[Records excerpted from a collection]
· · · ·

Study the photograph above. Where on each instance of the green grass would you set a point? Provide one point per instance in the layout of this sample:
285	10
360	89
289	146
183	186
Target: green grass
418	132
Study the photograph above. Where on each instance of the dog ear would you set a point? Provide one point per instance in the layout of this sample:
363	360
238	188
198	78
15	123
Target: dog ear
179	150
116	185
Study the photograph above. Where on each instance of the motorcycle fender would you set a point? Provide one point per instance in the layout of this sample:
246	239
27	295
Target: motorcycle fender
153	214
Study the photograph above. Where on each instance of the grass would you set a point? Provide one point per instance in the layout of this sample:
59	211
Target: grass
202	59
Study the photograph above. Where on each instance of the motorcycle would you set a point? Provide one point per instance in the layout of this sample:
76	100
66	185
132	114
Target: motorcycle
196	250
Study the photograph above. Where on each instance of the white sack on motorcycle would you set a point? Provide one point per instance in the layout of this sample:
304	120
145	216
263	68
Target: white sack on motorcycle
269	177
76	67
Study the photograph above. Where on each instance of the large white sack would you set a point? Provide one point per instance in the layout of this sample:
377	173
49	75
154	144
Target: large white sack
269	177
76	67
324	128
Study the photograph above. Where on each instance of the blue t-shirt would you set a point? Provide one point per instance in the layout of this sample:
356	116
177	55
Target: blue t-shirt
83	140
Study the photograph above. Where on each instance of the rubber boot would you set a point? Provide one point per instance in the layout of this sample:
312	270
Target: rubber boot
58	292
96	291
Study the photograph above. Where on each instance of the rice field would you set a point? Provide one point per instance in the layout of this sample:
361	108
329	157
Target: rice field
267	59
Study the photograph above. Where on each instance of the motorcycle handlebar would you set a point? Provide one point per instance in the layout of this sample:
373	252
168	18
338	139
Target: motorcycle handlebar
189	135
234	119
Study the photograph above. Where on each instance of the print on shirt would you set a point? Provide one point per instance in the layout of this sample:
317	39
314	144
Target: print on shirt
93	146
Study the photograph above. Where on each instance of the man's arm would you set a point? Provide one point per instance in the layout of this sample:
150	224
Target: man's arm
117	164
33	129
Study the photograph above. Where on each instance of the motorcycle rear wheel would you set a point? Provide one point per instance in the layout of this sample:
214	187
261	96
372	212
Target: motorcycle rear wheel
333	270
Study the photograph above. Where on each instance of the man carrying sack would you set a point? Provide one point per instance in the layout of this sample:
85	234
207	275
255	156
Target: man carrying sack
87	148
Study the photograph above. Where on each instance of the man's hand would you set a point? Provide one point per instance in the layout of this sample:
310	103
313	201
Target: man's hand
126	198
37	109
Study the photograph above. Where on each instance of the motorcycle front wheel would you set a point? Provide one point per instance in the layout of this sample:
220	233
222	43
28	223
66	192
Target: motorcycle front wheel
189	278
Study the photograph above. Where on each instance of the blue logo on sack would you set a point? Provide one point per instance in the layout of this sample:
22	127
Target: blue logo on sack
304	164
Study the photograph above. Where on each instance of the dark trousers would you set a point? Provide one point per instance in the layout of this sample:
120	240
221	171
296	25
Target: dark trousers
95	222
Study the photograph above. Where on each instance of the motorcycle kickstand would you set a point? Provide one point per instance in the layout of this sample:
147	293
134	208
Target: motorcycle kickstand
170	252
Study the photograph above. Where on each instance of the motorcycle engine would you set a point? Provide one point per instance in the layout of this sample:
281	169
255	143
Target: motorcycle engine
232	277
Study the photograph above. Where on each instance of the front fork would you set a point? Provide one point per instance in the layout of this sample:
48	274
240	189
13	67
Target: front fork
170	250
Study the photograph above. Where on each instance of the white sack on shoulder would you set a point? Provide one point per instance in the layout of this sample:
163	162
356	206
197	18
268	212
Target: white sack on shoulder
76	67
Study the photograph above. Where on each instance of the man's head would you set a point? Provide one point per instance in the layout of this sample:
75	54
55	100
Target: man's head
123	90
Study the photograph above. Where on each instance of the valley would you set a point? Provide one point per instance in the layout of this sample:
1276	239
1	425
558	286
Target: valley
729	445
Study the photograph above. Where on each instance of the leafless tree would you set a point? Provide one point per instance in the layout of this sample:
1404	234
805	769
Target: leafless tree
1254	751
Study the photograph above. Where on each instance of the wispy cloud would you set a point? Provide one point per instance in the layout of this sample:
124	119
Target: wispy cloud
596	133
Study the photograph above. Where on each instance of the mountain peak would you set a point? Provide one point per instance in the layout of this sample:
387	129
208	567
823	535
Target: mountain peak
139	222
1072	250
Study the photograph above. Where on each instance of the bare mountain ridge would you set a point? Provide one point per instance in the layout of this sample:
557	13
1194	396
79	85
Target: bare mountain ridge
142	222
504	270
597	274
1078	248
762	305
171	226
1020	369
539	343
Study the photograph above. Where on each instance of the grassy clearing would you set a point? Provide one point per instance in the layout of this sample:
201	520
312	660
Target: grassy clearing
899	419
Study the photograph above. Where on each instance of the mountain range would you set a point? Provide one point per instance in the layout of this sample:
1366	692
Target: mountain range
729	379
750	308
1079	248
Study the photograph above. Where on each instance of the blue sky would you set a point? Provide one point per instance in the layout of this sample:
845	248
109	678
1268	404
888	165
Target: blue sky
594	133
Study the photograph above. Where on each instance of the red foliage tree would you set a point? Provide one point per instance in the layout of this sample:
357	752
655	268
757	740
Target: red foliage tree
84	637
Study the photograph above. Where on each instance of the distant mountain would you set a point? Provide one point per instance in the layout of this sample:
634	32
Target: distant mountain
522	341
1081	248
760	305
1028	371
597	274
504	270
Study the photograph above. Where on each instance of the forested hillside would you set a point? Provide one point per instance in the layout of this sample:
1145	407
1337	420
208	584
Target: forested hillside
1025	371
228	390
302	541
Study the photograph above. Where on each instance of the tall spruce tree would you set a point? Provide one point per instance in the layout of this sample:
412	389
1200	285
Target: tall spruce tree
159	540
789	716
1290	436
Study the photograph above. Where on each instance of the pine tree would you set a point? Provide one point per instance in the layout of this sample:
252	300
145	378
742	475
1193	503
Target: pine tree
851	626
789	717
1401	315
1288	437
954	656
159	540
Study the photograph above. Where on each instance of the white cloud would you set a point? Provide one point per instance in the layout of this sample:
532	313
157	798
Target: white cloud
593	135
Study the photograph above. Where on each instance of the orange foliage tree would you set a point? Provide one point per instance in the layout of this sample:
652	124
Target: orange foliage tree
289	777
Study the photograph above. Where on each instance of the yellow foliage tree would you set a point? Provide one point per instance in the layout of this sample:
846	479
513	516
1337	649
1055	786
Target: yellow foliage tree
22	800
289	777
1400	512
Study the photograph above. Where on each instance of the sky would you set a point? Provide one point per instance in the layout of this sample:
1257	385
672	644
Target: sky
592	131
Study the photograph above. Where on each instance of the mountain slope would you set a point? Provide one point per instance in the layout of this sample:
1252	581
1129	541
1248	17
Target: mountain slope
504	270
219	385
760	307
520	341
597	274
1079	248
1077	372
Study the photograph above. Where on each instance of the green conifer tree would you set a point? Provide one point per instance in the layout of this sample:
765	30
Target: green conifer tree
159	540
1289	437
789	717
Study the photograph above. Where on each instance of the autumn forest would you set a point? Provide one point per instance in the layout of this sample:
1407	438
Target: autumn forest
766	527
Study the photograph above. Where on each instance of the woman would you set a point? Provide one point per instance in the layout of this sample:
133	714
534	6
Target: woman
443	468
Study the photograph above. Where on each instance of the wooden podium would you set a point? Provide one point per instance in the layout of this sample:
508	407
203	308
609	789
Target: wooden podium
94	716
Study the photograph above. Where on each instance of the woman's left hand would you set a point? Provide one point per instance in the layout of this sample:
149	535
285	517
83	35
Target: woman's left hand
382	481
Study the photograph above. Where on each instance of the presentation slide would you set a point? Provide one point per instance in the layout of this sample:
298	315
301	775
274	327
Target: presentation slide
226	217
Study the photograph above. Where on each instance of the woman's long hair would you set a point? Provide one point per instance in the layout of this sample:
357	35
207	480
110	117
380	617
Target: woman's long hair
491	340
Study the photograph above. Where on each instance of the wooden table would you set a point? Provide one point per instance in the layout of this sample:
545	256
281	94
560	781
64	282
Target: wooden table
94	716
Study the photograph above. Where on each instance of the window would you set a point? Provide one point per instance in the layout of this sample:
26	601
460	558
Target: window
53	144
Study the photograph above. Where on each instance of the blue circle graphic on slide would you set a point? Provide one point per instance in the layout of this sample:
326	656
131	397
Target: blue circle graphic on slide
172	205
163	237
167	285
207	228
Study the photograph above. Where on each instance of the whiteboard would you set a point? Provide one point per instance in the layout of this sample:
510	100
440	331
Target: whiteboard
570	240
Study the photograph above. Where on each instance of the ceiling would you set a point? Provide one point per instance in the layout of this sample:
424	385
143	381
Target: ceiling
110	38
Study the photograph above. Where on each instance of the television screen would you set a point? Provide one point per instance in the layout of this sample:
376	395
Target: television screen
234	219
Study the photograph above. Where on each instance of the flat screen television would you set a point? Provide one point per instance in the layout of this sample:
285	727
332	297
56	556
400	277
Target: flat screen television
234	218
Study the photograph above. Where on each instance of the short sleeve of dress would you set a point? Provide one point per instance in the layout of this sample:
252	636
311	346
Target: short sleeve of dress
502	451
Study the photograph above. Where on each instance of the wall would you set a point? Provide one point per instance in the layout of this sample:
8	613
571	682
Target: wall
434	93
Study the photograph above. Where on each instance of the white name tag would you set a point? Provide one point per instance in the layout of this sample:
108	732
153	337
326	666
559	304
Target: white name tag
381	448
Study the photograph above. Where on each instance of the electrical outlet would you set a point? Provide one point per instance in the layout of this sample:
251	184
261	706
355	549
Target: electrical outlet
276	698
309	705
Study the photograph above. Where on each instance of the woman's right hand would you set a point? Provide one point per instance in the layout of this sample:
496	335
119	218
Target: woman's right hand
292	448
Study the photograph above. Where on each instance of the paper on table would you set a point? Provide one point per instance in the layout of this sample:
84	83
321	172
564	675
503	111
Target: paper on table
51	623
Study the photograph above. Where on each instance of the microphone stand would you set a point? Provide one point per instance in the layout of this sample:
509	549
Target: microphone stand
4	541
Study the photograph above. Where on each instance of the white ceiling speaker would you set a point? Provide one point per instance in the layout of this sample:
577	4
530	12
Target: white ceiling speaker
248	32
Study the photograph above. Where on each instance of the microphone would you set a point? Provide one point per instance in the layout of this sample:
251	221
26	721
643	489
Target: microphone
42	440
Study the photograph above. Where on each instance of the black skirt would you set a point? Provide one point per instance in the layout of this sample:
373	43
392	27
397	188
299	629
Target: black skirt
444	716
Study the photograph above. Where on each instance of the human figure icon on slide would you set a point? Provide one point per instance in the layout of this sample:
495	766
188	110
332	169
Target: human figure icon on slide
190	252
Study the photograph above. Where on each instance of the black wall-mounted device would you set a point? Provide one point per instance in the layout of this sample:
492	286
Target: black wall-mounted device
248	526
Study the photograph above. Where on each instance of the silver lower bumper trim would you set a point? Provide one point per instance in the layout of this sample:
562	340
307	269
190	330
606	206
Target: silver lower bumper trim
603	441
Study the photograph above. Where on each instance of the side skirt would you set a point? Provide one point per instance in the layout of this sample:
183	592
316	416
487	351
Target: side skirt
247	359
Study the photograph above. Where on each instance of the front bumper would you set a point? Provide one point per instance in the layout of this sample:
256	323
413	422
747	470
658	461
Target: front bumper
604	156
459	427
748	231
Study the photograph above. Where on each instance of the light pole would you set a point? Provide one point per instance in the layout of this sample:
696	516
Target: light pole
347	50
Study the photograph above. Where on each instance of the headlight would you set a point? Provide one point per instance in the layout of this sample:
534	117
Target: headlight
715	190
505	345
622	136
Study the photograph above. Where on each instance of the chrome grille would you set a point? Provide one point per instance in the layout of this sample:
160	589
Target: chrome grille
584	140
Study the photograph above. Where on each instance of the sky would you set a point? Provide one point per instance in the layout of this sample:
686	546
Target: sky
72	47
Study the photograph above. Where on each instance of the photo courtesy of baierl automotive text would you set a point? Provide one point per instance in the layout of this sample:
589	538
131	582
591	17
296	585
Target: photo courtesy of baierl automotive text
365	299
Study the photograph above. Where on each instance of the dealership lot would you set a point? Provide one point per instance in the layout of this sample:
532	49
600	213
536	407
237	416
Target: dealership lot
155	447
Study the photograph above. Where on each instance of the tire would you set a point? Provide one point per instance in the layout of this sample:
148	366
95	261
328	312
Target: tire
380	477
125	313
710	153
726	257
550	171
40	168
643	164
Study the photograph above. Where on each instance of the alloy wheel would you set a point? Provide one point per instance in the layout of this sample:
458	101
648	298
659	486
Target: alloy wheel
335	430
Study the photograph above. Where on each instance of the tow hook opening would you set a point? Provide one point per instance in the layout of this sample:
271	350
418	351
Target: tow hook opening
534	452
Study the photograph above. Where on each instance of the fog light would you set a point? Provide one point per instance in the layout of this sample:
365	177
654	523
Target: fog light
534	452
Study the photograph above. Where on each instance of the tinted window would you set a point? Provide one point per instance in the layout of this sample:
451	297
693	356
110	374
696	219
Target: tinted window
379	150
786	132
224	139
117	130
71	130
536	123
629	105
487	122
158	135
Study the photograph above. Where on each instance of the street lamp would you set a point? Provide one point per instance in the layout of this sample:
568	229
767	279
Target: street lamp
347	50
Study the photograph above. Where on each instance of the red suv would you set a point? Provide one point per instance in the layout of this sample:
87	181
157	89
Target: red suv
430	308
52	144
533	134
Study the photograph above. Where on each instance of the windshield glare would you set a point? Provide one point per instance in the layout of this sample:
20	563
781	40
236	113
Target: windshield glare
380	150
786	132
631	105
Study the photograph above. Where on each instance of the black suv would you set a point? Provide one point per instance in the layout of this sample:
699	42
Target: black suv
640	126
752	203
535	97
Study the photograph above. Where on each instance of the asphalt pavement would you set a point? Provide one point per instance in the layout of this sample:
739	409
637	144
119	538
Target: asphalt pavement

· · · ·

EXERCISE DESCRIPTION - Provide the number of lines in the entries that include "pavement", and no other text.

ANSWER BOX - 2